*Your objective*: Wherever "order" shows up in the records below, copy the whole line.
[[ Dataset open ]]
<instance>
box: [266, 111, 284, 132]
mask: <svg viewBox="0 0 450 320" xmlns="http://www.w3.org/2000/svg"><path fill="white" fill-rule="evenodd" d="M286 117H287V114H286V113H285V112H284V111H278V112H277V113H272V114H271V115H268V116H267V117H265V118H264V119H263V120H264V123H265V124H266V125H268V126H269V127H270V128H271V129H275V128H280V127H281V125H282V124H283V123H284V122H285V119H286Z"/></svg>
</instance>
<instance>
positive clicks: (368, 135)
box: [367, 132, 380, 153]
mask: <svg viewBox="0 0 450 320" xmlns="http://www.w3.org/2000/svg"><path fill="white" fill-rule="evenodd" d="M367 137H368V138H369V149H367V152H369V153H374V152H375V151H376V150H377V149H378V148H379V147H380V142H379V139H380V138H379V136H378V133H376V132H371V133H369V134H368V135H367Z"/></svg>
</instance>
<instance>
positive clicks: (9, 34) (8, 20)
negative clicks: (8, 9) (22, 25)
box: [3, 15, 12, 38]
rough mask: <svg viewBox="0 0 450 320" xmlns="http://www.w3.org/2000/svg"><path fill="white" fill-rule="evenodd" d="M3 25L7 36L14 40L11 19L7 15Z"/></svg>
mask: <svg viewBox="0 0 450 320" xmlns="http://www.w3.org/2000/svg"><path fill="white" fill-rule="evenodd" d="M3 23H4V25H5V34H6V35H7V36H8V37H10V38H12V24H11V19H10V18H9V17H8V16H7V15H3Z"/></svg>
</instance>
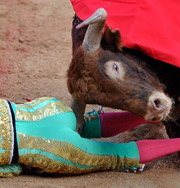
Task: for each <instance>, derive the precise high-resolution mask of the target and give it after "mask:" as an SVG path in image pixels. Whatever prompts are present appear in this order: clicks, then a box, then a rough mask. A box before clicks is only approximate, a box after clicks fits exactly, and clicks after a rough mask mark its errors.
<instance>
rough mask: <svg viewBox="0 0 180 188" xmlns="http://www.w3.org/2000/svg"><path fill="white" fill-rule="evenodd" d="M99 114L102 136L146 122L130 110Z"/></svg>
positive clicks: (109, 136)
mask: <svg viewBox="0 0 180 188" xmlns="http://www.w3.org/2000/svg"><path fill="white" fill-rule="evenodd" d="M99 116H100V119H101V136H102V137H111V136H114V135H117V134H119V133H122V132H124V131H127V130H131V129H133V128H135V127H137V126H139V125H141V124H144V123H147V121H146V120H144V119H143V118H141V117H139V116H137V115H135V114H132V113H130V112H112V113H102V114H100V115H99Z"/></svg>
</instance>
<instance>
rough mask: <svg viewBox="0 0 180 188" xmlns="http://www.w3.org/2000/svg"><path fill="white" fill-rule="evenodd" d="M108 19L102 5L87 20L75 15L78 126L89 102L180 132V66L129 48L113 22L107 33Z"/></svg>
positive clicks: (76, 109)
mask: <svg viewBox="0 0 180 188" xmlns="http://www.w3.org/2000/svg"><path fill="white" fill-rule="evenodd" d="M106 18H107V12H106V11H105V10H104V9H103V8H100V9H98V10H97V11H96V12H95V13H94V14H93V15H92V16H91V17H89V18H88V19H87V20H85V21H82V20H80V19H79V18H78V17H77V16H75V17H74V20H73V26H72V44H73V57H72V61H71V64H70V66H69V69H68V72H67V77H68V80H67V85H68V89H69V92H70V93H71V95H72V103H71V107H72V109H73V111H74V113H75V115H76V117H77V130H78V131H79V132H80V131H81V130H82V126H83V123H84V120H83V114H84V112H85V107H86V104H99V105H102V106H106V107H111V108H115V109H121V110H126V111H130V112H132V113H136V114H137V115H139V116H141V117H143V118H144V119H145V120H147V121H150V122H159V121H164V124H165V125H166V129H167V133H168V135H169V136H170V137H171V138H173V137H179V136H180V124H179V123H180V102H179V98H178V97H179V96H180V87H177V84H176V85H175V83H179V81H180V71H179V69H178V68H177V67H175V66H172V65H169V64H166V63H164V62H161V61H158V60H155V59H153V58H150V57H148V56H146V55H144V54H142V53H141V52H138V51H135V50H131V49H127V48H125V47H123V46H122V42H121V36H120V32H119V30H115V31H112V30H111V28H110V27H107V28H106V30H105V31H104V34H102V33H103V29H104V26H105V22H106Z"/></svg>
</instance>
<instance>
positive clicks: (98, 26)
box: [76, 8, 107, 51]
mask: <svg viewBox="0 0 180 188" xmlns="http://www.w3.org/2000/svg"><path fill="white" fill-rule="evenodd" d="M106 18H107V12H106V11H105V9H103V8H100V9H98V10H97V11H96V12H95V13H94V14H93V15H92V16H90V17H89V18H88V19H87V20H85V21H83V22H82V23H80V24H79V25H77V26H76V28H77V29H79V28H82V27H84V26H87V25H89V27H88V29H87V31H86V34H85V37H84V40H83V44H82V45H83V46H84V48H86V49H87V50H88V51H93V50H97V49H98V48H99V47H100V43H101V38H102V31H103V28H104V25H105V22H106Z"/></svg>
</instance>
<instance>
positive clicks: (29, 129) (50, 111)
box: [0, 97, 140, 177]
mask: <svg viewBox="0 0 180 188" xmlns="http://www.w3.org/2000/svg"><path fill="white" fill-rule="evenodd" d="M0 130H1V131H0V148H1V149H0V176H1V177H9V176H13V175H18V174H20V173H21V172H22V170H23V167H24V166H28V167H32V168H38V169H39V172H41V173H43V172H47V173H63V174H81V173H87V172H92V171H97V170H121V169H122V170H126V169H132V170H136V169H137V168H138V167H139V166H140V164H139V151H138V148H137V145H136V143H135V142H130V143H126V144H121V143H109V142H99V141H94V140H91V139H87V138H93V137H96V138H97V137H101V126H100V118H99V116H98V113H97V112H96V111H92V112H90V113H88V114H85V125H84V130H83V132H82V134H81V135H79V134H78V133H77V132H76V131H75V130H76V118H75V115H74V113H73V112H72V110H71V108H69V107H67V106H66V105H64V104H63V103H62V102H60V101H59V100H58V99H55V98H48V97H44V98H39V99H35V100H33V101H31V102H27V103H25V104H15V103H10V102H8V101H6V100H0ZM85 137H86V138H85ZM15 145H17V147H15ZM15 153H17V156H15V155H16V154H15Z"/></svg>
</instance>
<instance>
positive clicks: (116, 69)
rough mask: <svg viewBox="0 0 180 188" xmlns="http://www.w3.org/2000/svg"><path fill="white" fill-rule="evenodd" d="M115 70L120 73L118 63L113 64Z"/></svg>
mask: <svg viewBox="0 0 180 188" xmlns="http://www.w3.org/2000/svg"><path fill="white" fill-rule="evenodd" d="M113 69H114V70H115V71H116V72H118V71H119V67H118V66H117V65H116V63H114V64H113Z"/></svg>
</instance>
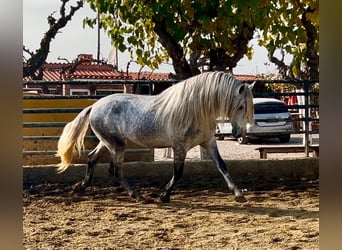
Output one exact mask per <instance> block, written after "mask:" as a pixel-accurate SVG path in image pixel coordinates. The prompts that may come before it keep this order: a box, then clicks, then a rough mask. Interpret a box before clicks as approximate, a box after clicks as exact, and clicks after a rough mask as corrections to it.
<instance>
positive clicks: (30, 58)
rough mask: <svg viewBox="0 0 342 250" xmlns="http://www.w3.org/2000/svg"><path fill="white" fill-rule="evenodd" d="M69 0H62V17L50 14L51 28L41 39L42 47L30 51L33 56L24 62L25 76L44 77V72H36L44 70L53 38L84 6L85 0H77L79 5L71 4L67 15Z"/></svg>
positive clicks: (23, 65)
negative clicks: (40, 72)
mask: <svg viewBox="0 0 342 250" xmlns="http://www.w3.org/2000/svg"><path fill="white" fill-rule="evenodd" d="M67 2H69V0H62V5H61V7H60V15H61V17H60V18H59V19H58V20H57V21H56V20H55V19H54V18H53V17H52V15H53V14H54V13H52V14H50V16H49V17H48V23H49V25H50V28H49V30H48V31H47V32H46V33H45V35H44V37H43V38H42V40H41V41H40V48H39V49H38V50H36V53H33V54H30V53H29V54H30V55H31V57H30V58H29V59H28V60H27V61H26V62H24V63H23V77H27V76H31V77H32V78H33V79H36V78H37V77H40V78H41V77H42V74H39V75H38V76H37V75H36V74H35V73H36V71H37V70H39V69H40V70H42V67H43V65H44V63H45V61H46V58H47V56H48V54H49V52H50V43H51V41H52V39H54V38H55V36H56V34H57V33H58V32H59V30H60V29H61V28H63V27H65V26H66V24H67V23H68V22H69V21H70V20H71V18H72V16H73V15H74V14H75V12H76V11H77V10H79V9H80V8H81V7H83V0H80V1H77V5H76V6H71V7H70V12H69V14H68V15H65V5H66V3H67ZM24 48H25V46H24ZM24 52H27V49H26V50H25V49H24ZM27 53H28V52H27Z"/></svg>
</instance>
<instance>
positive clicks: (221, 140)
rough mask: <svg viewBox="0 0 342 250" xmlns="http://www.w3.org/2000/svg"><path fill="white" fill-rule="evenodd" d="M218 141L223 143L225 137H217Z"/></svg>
mask: <svg viewBox="0 0 342 250" xmlns="http://www.w3.org/2000/svg"><path fill="white" fill-rule="evenodd" d="M216 139H217V140H219V141H223V140H224V136H223V135H219V136H217V137H216Z"/></svg>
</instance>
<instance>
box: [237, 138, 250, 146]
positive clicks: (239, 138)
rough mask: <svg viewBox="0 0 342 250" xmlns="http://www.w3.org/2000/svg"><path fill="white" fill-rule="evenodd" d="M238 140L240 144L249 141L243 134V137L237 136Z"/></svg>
mask: <svg viewBox="0 0 342 250" xmlns="http://www.w3.org/2000/svg"><path fill="white" fill-rule="evenodd" d="M238 142H239V143H240V144H247V143H248V142H249V138H248V137H246V136H244V137H239V138H238Z"/></svg>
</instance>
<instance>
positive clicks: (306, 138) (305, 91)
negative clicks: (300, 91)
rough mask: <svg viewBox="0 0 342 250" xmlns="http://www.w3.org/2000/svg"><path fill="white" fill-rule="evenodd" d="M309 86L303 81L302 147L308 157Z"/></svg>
mask: <svg viewBox="0 0 342 250" xmlns="http://www.w3.org/2000/svg"><path fill="white" fill-rule="evenodd" d="M309 88H310V83H308V82H304V105H305V110H304V112H305V117H304V118H305V120H304V124H305V125H304V127H305V130H304V148H305V156H306V157H309V144H310V138H309V130H310V128H309V120H310V117H309Z"/></svg>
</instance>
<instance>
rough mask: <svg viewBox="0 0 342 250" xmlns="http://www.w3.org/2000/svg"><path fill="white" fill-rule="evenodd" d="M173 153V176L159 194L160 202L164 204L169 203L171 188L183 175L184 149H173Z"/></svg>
mask: <svg viewBox="0 0 342 250" xmlns="http://www.w3.org/2000/svg"><path fill="white" fill-rule="evenodd" d="M173 152H174V162H173V176H172V178H171V180H170V181H169V182H168V183H167V184H166V186H165V188H164V191H163V192H162V193H161V194H160V200H161V201H162V202H164V203H166V202H170V195H171V191H172V188H173V187H174V185H175V184H176V182H177V181H178V180H179V179H180V178H181V177H182V175H183V169H184V161H185V157H186V150H185V149H184V148H173Z"/></svg>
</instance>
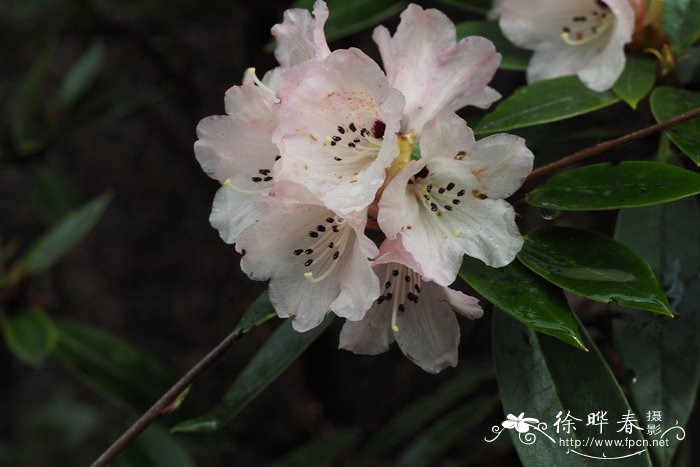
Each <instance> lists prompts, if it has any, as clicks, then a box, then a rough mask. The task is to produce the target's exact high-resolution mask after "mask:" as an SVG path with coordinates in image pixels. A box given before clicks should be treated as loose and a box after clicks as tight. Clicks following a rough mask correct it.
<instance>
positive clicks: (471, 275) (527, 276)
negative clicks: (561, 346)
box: [459, 256, 586, 350]
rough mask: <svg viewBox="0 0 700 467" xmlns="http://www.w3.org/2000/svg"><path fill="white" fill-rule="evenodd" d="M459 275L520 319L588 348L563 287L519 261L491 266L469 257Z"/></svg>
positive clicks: (573, 342) (489, 300)
mask: <svg viewBox="0 0 700 467" xmlns="http://www.w3.org/2000/svg"><path fill="white" fill-rule="evenodd" d="M459 275H460V277H462V279H464V280H465V281H466V282H467V283H468V284H469V285H470V286H472V287H473V288H474V290H476V291H477V292H479V293H480V294H481V295H482V296H483V297H484V298H486V300H488V301H490V302H491V303H493V304H494V305H496V306H497V307H499V308H500V309H502V310H503V311H505V312H506V313H508V314H510V315H511V316H513V317H514V318H516V319H518V320H519V321H522V322H523V323H525V324H526V325H528V326H530V327H531V328H533V329H535V330H536V331H539V332H543V333H545V334H549V335H550V336H554V337H556V338H558V339H561V340H562V341H564V342H566V343H567V344H571V345H573V346H575V347H578V348H580V349H584V350H585V348H586V347H585V346H584V344H583V340H582V339H581V331H580V329H579V326H578V323H577V322H576V318H575V317H574V314H573V313H572V312H571V310H570V309H569V305H568V304H567V303H566V299H565V298H564V295H563V294H562V292H561V290H559V289H558V288H556V287H554V286H552V285H551V284H549V283H548V282H547V281H545V280H544V279H542V278H541V277H539V276H538V275H536V274H534V273H533V272H531V271H530V270H528V269H527V268H526V267H525V266H523V265H522V264H520V263H519V262H517V261H513V262H512V263H510V264H509V265H508V266H505V267H502V268H491V267H488V266H486V265H485V264H484V263H482V262H481V261H479V260H478V259H474V258H471V257H469V256H465V257H464V262H463V263H462V269H461V270H460V271H459Z"/></svg>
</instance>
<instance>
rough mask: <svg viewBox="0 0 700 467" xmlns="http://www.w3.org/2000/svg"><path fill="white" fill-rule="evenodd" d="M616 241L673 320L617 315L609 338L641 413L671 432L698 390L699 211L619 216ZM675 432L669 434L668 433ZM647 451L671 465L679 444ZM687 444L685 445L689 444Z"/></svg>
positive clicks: (699, 327) (632, 396)
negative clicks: (620, 316) (629, 253)
mask: <svg viewBox="0 0 700 467" xmlns="http://www.w3.org/2000/svg"><path fill="white" fill-rule="evenodd" d="M615 238H616V239H618V240H619V241H620V242H623V243H625V244H626V245H628V246H629V247H631V248H633V249H635V250H636V251H637V252H638V253H639V254H640V255H642V256H643V257H644V258H646V259H647V261H648V262H649V264H650V265H651V267H652V269H653V270H654V271H655V272H656V274H657V276H658V277H659V278H660V280H661V282H662V284H663V286H664V289H665V290H666V291H667V293H668V296H669V298H670V300H671V305H672V307H673V309H674V312H675V313H676V319H674V320H667V319H660V317H658V316H654V315H648V314H645V313H639V312H636V311H633V310H621V314H622V315H621V317H622V319H619V320H614V321H613V337H614V338H615V346H616V347H617V349H618V352H619V355H620V359H621V362H622V369H623V370H624V373H625V374H626V375H627V383H628V384H629V393H630V397H631V400H632V402H633V405H634V407H635V408H636V409H637V411H638V413H640V414H642V413H644V414H646V413H647V412H648V411H661V412H662V416H663V419H662V424H663V426H664V427H666V428H668V427H670V426H673V425H674V424H675V422H676V420H677V421H678V423H679V425H680V426H685V425H686V423H688V420H689V417H690V414H691V413H692V410H693V403H694V401H695V398H696V397H697V392H698V386H699V384H700V359H698V358H695V357H693V356H697V355H700V340H698V338H697V336H698V334H700V313H698V303H700V278H699V277H698V271H700V242H699V241H698V240H699V239H700V208H698V203H697V200H695V199H685V200H682V201H678V202H675V203H669V204H664V205H662V206H652V207H647V208H639V209H627V210H624V211H621V212H620V214H619V216H618V219H617V226H616V229H615ZM672 433H673V432H672ZM669 441H670V442H669V446H666V447H652V453H653V454H654V455H655V456H656V458H657V460H658V461H659V464H660V465H661V466H668V465H671V459H672V458H673V453H674V452H675V450H676V449H677V447H678V445H679V444H680V441H679V440H677V439H676V437H675V436H673V435H671V434H669ZM686 442H687V440H686Z"/></svg>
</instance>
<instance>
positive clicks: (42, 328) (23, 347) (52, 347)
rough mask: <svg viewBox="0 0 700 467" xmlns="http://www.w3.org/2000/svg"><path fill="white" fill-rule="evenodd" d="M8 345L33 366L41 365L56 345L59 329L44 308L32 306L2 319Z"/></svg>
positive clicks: (37, 365) (28, 363)
mask: <svg viewBox="0 0 700 467" xmlns="http://www.w3.org/2000/svg"><path fill="white" fill-rule="evenodd" d="M0 327H2V335H3V338H4V339H5V344H7V347H8V348H9V349H10V350H11V351H12V353H14V354H15V356H16V357H17V358H18V359H19V360H21V361H22V362H24V363H26V364H27V365H31V366H40V365H41V364H42V363H43V362H44V360H46V357H48V356H49V355H50V354H51V352H52V351H53V350H54V348H55V346H56V342H57V340H58V330H57V329H56V327H55V326H54V324H53V321H51V319H50V318H49V317H48V316H47V315H46V313H44V311H43V310H41V309H39V308H36V307H32V308H28V309H26V310H23V311H21V312H20V313H18V314H16V315H13V316H6V317H4V318H2V320H0Z"/></svg>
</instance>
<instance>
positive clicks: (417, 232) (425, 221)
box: [378, 155, 522, 285]
mask: <svg viewBox="0 0 700 467" xmlns="http://www.w3.org/2000/svg"><path fill="white" fill-rule="evenodd" d="M461 157H462V156H461V155H460V156H458V157H456V158H444V157H436V158H431V159H429V160H428V162H427V164H426V163H425V162H422V163H421V161H414V162H411V163H409V164H407V165H406V167H405V168H404V169H403V170H402V172H399V174H398V175H397V176H396V177H395V178H394V179H393V180H392V181H391V182H390V183H389V185H388V186H387V188H386V189H385V190H384V194H383V196H382V198H381V200H380V202H379V215H378V222H379V225H380V227H381V228H382V230H383V231H384V233H385V234H386V235H387V237H388V238H393V237H395V236H396V235H397V234H399V233H400V234H401V237H402V241H403V245H404V246H405V248H406V250H407V251H409V252H410V253H411V254H412V255H413V257H414V258H415V260H416V261H417V262H418V263H419V264H420V266H421V268H422V271H423V274H424V276H425V277H426V278H428V279H430V280H433V281H435V282H437V283H438V284H441V285H449V284H450V283H452V281H453V280H454V279H455V277H456V275H457V272H458V270H459V267H460V266H461V262H462V255H463V254H465V253H466V254H468V255H469V256H472V257H475V258H478V259H481V260H482V261H484V262H485V263H486V264H488V265H490V266H493V267H501V266H505V265H507V264H509V263H510V262H511V261H512V260H513V259H514V258H515V255H516V254H517V252H518V251H520V248H521V247H522V238H521V236H520V233H519V232H518V228H517V225H516V224H515V212H514V211H513V208H512V207H511V206H510V205H509V204H508V203H506V202H505V201H503V200H499V199H489V198H487V197H486V195H484V194H483V193H482V192H480V186H479V181H478V179H477V177H475V176H474V175H473V174H472V172H471V170H470V167H469V165H468V164H467V163H466V162H465V161H464V160H460V158H461ZM464 157H466V156H464Z"/></svg>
[[ Dataset closed ]]
*Exercise response*:
Task: for each <instance>, derive the precise high-resolution mask of the target and give it after "mask:" as an SVG path in image pixels. Whatever prompts are present appear in this order: clicks, then a box, then a rough mask. A box before clicks is only approximate, a box after clicks fits exactly, and clicks after a rough mask mark its errors.
Output one exact mask per <instance> block, written after "mask:" as a pixel-accurate SVG path in image pixel coordinates. The prompts that may come before it keep this order: a box, then clicks, then a rough mask. Interpret a box before clicks as approximate, a box after clicks as exact, and clicks after a rough mask as corrections to it.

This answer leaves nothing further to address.